▸ **BRANO DA LEGGERE**:
◆ ◆ ◆ ◆

Ma per gli ebrei italiani, molti dei quali erano stati ferventi fascisti, è duro il risveglio quando, nel 1938, vengono emanate le leggi razziali.
Il ricordo di Alberto Mieli:
Un giorno, non lo dimenticherò mai, fui chiamato dal preside dell’Istituto di Avviamento Professionale “Michele Bianchi” a Testaccio dove studiavo. Ricordo quest’uomo serio, dignitoso, con una barba bianca curatissima. Mi guardò e mi disse: ‘Ragazzo, tu da domani non potrai più venire a scuola, sono state approvate queste nuove leggi”. Mi lesse la circolare e mi accorsi che piangeva, ricordo ancora le lacrime che gli bagnavano la barba. Poi aggiunse: ‘Vedrai, tutto questo finirà presto e tu potrai tornare a studiare’. E piangeva.
Il ricordo di Adolfo Perugia:
Io nel 1938, a sette anni e mezzo, fui il primo alunno buttato fuori da tutte le scuole del Regno di ogni ordine e grado. Non potevo frequentare neppure la scuola ebraica in quanto ero figlio di uno di Giustizia e Libertà, dunque perseguitato politico e razziale.
A partire dal 3 giugno 1942, gli ebrei romani fra i 18 e i 45 anni saranno obbligati a svolgere lavori di scavo, pulitura e potenziamento degli argini del Tevere. Molti devono recarsi al lavoro obbligatorio ad Acilia e spendono per il trasporto più soldi di quanti ne guadagnino.
10 giugno 1940: L’Italia fascista entra in guerra a fianco della Germania, contro la Francia e l’Inghilterra, “democrazie plutocratiche e reazionarie dell’Occidente”.
L’annuncio di Benito Mussolini dal balcone di Piazza Venezia è accolto da una folla entusiasta.

◆ ◆ ◆ ◆

▸ **RIGHE**:
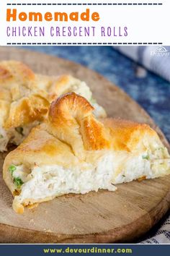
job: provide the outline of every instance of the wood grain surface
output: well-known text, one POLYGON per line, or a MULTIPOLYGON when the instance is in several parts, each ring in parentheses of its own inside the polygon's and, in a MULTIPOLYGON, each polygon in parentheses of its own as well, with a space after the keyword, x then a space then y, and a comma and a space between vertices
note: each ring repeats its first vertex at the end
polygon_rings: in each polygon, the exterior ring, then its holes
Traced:
MULTIPOLYGON (((79 64, 33 51, 0 48, 0 60, 22 61, 36 72, 69 73, 84 80, 94 98, 117 116, 149 124, 169 145, 151 117, 134 101, 104 77, 79 64)), ((0 156, 1 169, 5 154, 0 156)), ((170 176, 120 184, 101 190, 68 195, 27 209, 18 215, 12 196, 0 176, 0 242, 9 243, 107 243, 132 242, 148 231, 170 207, 170 176)))

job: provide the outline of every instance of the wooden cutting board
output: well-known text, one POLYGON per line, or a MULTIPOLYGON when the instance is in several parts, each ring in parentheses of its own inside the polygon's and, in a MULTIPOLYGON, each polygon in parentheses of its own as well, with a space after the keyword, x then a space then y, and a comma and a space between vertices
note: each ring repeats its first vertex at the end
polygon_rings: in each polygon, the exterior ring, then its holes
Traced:
MULTIPOLYGON (((69 73, 84 80, 109 116, 149 124, 169 145, 151 117, 134 101, 104 77, 79 64, 33 51, 0 48, 0 60, 22 61, 36 72, 69 73)), ((1 169, 5 154, 0 157, 1 169)), ((12 208, 12 196, 0 176, 0 242, 9 243, 107 243, 134 241, 148 231, 170 206, 170 176, 70 195, 26 210, 12 208)))

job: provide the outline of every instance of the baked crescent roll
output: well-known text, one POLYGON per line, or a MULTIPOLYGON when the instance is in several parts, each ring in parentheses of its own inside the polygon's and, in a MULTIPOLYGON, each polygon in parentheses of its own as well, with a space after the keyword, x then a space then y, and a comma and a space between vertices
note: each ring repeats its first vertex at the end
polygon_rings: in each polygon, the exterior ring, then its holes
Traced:
POLYGON ((13 208, 68 193, 153 179, 170 173, 170 156, 147 124, 96 119, 93 106, 68 93, 54 101, 48 118, 6 157, 4 181, 13 194, 13 208))
MULTIPOLYGON (((9 142, 19 145, 31 129, 46 118, 53 99, 74 90, 92 101, 86 83, 71 76, 36 74, 21 62, 0 62, 0 151, 6 150, 9 142)), ((94 114, 105 116, 103 108, 94 104, 94 114)))

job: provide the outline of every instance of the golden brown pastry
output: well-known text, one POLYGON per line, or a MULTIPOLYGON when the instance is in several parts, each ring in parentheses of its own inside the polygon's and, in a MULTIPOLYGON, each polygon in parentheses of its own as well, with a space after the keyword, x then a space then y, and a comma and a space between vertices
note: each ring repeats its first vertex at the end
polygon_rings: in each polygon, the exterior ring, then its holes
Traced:
POLYGON ((4 161, 4 181, 14 196, 13 208, 68 194, 152 179, 170 173, 170 156, 147 124, 93 115, 83 97, 68 93, 53 101, 48 119, 33 128, 4 161))
MULTIPOLYGON (((73 90, 92 98, 85 82, 71 76, 36 74, 21 62, 0 62, 0 151, 6 150, 9 142, 19 145, 46 118, 52 100, 73 90)), ((97 116, 104 116, 104 110, 94 104, 97 116)))

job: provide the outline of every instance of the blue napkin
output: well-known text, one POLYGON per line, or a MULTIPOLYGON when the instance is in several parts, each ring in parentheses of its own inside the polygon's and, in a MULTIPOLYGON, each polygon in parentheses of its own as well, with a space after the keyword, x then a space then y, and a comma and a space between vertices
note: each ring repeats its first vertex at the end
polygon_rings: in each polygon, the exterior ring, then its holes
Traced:
POLYGON ((170 46, 116 46, 115 48, 170 82, 170 46))

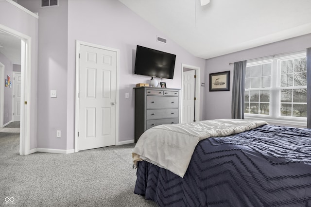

◆ ◆ ◆ ◆

▸ **ESERCIZI**:
1. Per ciascuna frase dite se è in accordo con il brano sulle leggi razziali riportato sopra. Rispondete sì o no e citate le parole del brano che lo dimostrano.
(a) Adolfo Perugia fu cacciato da scuola a sette anni e mezzo.
(b) Il preside dell'istituto di Alberto Mieli aveva la barba nera.
(c) L'Italia fascista entrò in guerra contro la Germania.
2. Elencate tutti i lavori che, secondo il brano sulle leggi razziali, gli ebrei romani fra i 18 e i 45 anni furono obbligati a svolgere dal 3 giugno 1942.
3. Nel brano sulle leggi razziali, da dove Benito Mussolini annuncia l'entrata in guerra dell'Italia?

▸ **SOLUZIONI**:
1.
(a) Sì: «a sette anni e mezzo, fui il primo alunno buttato fuori da tutte le scuole del Regno di ogni ordine e grado».
(b) No: «con una barba bianca curatissima».
(c) No: «a fianco della Germania, contro la Francia e l’Inghilterra».

2. Scavo, pulitura e potenziamento degli argini del Tevere.

3. Dal balcone di Piazza Venezia.